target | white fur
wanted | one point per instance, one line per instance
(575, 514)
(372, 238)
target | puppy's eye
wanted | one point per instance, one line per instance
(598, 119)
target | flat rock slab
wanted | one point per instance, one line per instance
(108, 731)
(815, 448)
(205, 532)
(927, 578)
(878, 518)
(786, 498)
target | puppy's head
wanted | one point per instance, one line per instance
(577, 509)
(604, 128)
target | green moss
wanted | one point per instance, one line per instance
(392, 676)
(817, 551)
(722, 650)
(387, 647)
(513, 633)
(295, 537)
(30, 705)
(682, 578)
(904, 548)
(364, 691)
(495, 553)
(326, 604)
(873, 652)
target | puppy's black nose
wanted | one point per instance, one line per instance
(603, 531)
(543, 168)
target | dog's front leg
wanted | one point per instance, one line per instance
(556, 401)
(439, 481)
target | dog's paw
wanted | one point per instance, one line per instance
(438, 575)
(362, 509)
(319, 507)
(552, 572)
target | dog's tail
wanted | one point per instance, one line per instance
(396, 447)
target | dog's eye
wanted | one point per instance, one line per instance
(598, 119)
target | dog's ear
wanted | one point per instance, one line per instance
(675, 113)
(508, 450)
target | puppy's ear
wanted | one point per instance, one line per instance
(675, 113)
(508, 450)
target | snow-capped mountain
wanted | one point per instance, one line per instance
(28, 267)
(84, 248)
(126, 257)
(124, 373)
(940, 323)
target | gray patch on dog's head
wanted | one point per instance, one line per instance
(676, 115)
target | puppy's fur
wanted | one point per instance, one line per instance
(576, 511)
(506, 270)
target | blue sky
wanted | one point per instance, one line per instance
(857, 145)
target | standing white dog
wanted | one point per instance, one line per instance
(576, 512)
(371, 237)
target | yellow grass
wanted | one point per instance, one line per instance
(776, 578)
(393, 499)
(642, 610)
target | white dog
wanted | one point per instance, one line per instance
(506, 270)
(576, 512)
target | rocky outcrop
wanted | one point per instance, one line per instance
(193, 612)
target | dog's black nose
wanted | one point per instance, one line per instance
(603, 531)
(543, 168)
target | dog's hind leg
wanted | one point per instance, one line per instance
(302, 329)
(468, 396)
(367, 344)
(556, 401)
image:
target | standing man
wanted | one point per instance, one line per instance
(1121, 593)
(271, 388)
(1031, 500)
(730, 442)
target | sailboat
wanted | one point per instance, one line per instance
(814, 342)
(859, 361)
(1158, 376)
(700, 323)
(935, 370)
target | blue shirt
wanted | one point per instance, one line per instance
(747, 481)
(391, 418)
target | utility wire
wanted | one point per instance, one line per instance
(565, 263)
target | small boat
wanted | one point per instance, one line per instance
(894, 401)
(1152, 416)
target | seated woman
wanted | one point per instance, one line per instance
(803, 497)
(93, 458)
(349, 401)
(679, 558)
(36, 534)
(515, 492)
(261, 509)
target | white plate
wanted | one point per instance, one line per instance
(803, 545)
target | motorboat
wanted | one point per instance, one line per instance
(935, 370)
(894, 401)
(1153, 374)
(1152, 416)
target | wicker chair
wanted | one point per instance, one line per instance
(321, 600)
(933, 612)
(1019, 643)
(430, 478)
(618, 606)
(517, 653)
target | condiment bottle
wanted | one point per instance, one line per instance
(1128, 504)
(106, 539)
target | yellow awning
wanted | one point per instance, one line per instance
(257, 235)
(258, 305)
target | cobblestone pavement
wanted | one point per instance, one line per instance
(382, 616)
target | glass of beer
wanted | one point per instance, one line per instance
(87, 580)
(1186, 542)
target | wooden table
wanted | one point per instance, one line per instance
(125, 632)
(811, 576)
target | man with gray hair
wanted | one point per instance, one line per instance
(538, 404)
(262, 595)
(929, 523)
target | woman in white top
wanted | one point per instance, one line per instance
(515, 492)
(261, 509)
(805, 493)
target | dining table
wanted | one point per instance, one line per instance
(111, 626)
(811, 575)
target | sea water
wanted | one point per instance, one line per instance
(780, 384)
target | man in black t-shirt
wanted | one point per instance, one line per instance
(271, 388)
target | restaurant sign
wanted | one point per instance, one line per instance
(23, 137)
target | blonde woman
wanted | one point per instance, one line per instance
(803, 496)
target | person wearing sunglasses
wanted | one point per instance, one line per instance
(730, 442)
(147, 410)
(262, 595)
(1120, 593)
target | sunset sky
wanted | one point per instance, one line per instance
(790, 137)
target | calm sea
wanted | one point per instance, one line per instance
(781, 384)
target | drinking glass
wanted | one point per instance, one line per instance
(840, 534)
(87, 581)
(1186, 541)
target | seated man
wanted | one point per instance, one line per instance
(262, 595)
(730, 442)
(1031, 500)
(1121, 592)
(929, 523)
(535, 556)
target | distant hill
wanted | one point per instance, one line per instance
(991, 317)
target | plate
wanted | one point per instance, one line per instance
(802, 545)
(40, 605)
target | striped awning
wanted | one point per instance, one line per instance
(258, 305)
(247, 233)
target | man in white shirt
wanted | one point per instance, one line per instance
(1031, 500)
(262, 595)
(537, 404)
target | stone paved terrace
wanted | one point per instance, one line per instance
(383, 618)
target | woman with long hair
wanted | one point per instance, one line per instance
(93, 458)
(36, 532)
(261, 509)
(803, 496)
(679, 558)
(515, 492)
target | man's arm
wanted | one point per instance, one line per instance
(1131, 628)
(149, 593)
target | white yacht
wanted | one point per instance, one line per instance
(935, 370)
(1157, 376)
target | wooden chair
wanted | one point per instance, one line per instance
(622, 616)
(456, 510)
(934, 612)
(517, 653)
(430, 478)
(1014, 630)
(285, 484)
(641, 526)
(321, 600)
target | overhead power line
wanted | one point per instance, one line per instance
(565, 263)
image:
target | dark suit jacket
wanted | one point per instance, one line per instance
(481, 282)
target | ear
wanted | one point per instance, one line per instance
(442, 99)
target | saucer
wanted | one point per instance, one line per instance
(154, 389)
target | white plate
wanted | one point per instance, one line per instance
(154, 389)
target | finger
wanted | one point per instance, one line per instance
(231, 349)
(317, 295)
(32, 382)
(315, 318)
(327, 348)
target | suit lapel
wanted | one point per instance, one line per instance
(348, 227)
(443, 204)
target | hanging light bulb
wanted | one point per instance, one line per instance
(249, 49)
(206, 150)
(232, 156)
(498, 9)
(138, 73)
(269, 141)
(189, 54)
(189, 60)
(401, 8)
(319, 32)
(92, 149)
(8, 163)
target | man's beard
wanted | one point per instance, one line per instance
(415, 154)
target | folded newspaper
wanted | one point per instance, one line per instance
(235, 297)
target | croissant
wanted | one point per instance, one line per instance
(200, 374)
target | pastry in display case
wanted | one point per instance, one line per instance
# # # # # # #
● PROBLEM STATEMENT
Can you rewrite the listing, starting at the line containing "target | white yacht" and ending at the last line, changing "wooden chair" to "wooden bench" and leaving everything else as it is?

● OUTPUT FOR THIS EXERCISE
target | white yacht
wanted | one point per instance, one line per instance
(935, 370)
(1157, 376)
target | wooden bench
wanted | one point per instance, one line per instance
(622, 616)
(456, 510)
(934, 612)
(517, 653)
(430, 478)
(1014, 630)
(285, 484)
(641, 526)
(321, 600)
target | overhead power line
wanted | one point per instance, one line per instance
(565, 263)
image:
target | dark suit jacket
wanted | one point per instance, one line per instance
(481, 282)
target | ear
wanted | one point per instance, one line per instance
(442, 99)
target | saucer
wanted | one point per instance, one line per instance
(154, 389)
target | white plate
wanted | one point per instance, one line per instance
(154, 389)
target | finger
wanted | one point per instance, one line per instance
(231, 349)
(317, 295)
(32, 382)
(315, 318)
(327, 348)
target | suit lapel
wanted | one point per instance, one line per instance
(348, 227)
(443, 204)
target | hanging light bulb
wanted | one point per instance, one line per instance
(249, 49)
(206, 150)
(232, 156)
(498, 9)
(138, 73)
(269, 141)
(189, 54)
(189, 60)
(401, 8)
(319, 32)
(92, 149)
(8, 163)
target | man's beard
wanted | one point per instance, one line per instance
(415, 154)
target | folded newspaper
wanted | one point per instance, one line per instance
(235, 297)
target | croissant
wanted | one point per instance, one line per instance
(200, 374)
target | pastry in display case
wanted | one point per instance, one line per instance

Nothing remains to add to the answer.